— WORK INSTRUCTIONS —
Restate the listing below word for word. No picture belongs in the result.

<<<<

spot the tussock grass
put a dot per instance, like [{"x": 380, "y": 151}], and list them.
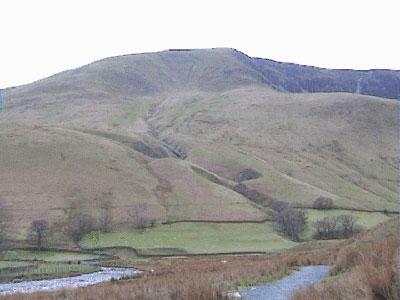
[
  {"x": 199, "y": 278},
  {"x": 368, "y": 272}
]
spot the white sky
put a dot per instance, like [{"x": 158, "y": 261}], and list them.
[{"x": 39, "y": 38}]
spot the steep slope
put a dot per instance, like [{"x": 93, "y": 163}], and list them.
[
  {"x": 305, "y": 145},
  {"x": 119, "y": 129},
  {"x": 216, "y": 69}
]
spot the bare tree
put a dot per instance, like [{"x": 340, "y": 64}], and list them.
[
  {"x": 290, "y": 221},
  {"x": 80, "y": 225},
  {"x": 326, "y": 228},
  {"x": 323, "y": 203},
  {"x": 38, "y": 233},
  {"x": 5, "y": 219},
  {"x": 140, "y": 216},
  {"x": 339, "y": 227},
  {"x": 105, "y": 220},
  {"x": 347, "y": 222}
]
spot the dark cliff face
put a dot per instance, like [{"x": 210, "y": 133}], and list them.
[{"x": 295, "y": 78}]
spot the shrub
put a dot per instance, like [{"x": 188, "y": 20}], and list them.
[
  {"x": 323, "y": 203},
  {"x": 291, "y": 221},
  {"x": 336, "y": 227}
]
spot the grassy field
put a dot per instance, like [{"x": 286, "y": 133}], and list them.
[
  {"x": 12, "y": 264},
  {"x": 194, "y": 238},
  {"x": 43, "y": 271},
  {"x": 75, "y": 137},
  {"x": 49, "y": 256}
]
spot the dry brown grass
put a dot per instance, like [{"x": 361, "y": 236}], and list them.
[
  {"x": 200, "y": 278},
  {"x": 368, "y": 272}
]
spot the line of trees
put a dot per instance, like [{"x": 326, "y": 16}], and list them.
[
  {"x": 291, "y": 221},
  {"x": 338, "y": 227}
]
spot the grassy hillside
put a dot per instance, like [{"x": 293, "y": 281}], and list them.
[
  {"x": 339, "y": 145},
  {"x": 178, "y": 130}
]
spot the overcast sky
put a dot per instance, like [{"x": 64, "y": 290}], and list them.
[{"x": 40, "y": 38}]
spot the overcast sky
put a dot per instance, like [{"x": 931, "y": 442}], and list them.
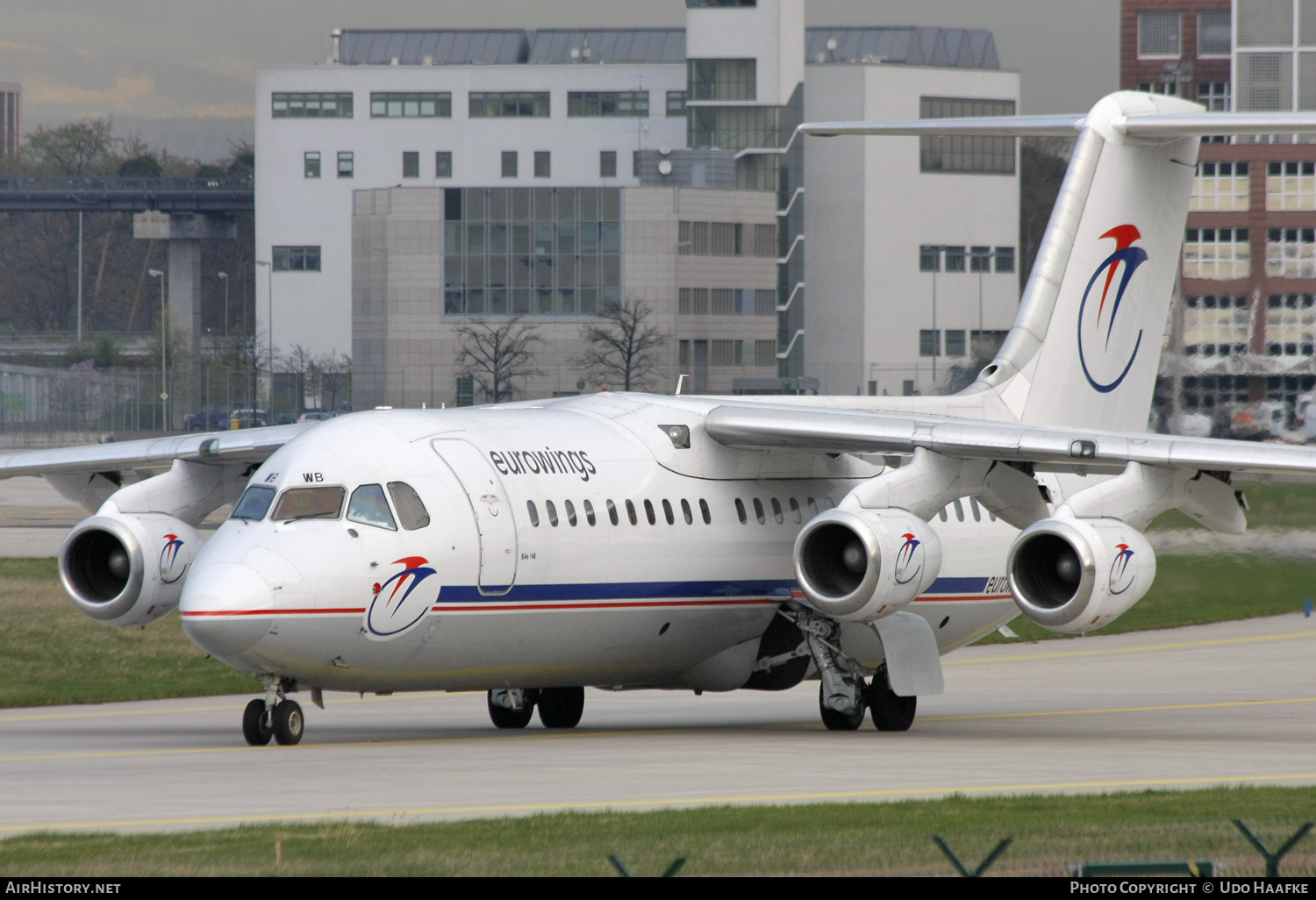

>>>>

— OUTPUT —
spot the tussock grass
put a dot per instance, like [{"x": 380, "y": 151}], and list them.
[
  {"x": 199, "y": 278},
  {"x": 368, "y": 272}
]
spot the white sky
put a dot per instance, like [{"x": 158, "y": 261}], and list them.
[{"x": 39, "y": 38}]
spot the steep slope
put a dot per instance, like [{"x": 93, "y": 163}], and list them.
[
  {"x": 305, "y": 145},
  {"x": 119, "y": 129},
  {"x": 216, "y": 69}
]
spot the bare tree
put a dot per instance, like [{"x": 340, "y": 64}], and list them.
[
  {"x": 290, "y": 221},
  {"x": 80, "y": 225},
  {"x": 326, "y": 228},
  {"x": 323, "y": 203},
  {"x": 38, "y": 233},
  {"x": 5, "y": 219},
  {"x": 140, "y": 216},
  {"x": 339, "y": 227},
  {"x": 105, "y": 220},
  {"x": 347, "y": 222}
]
spot the dark cliff face
put a dot per instance, like [{"x": 210, "y": 133}], and list them.
[{"x": 295, "y": 78}]
spot the shrub
put a dot per instance, like [{"x": 188, "y": 20}], and list them.
[
  {"x": 323, "y": 203},
  {"x": 291, "y": 221},
  {"x": 336, "y": 227}
]
spot the grassy field
put a dot per instance, like [{"x": 286, "y": 133}], and list them.
[
  {"x": 12, "y": 264},
  {"x": 194, "y": 238},
  {"x": 43, "y": 271},
  {"x": 75, "y": 137},
  {"x": 49, "y": 256}
]
spot the dry brown grass
put a dot per instance, like [{"x": 361, "y": 236}], and list them.
[
  {"x": 200, "y": 278},
  {"x": 368, "y": 272}
]
spot the line of trees
put a dot per instance, like [{"x": 326, "y": 16}], and list them.
[
  {"x": 291, "y": 221},
  {"x": 338, "y": 227}
]
spot the grassy hillside
put a dot per instance, like [{"x": 293, "y": 281}], and list them.
[
  {"x": 339, "y": 145},
  {"x": 178, "y": 130}
]
spot the overcast sky
put a dot per instance, like [{"x": 64, "y": 290}], and list them.
[{"x": 40, "y": 38}]
spot the overcast sky
put a dot per instance, like [{"x": 931, "y": 442}], and list them.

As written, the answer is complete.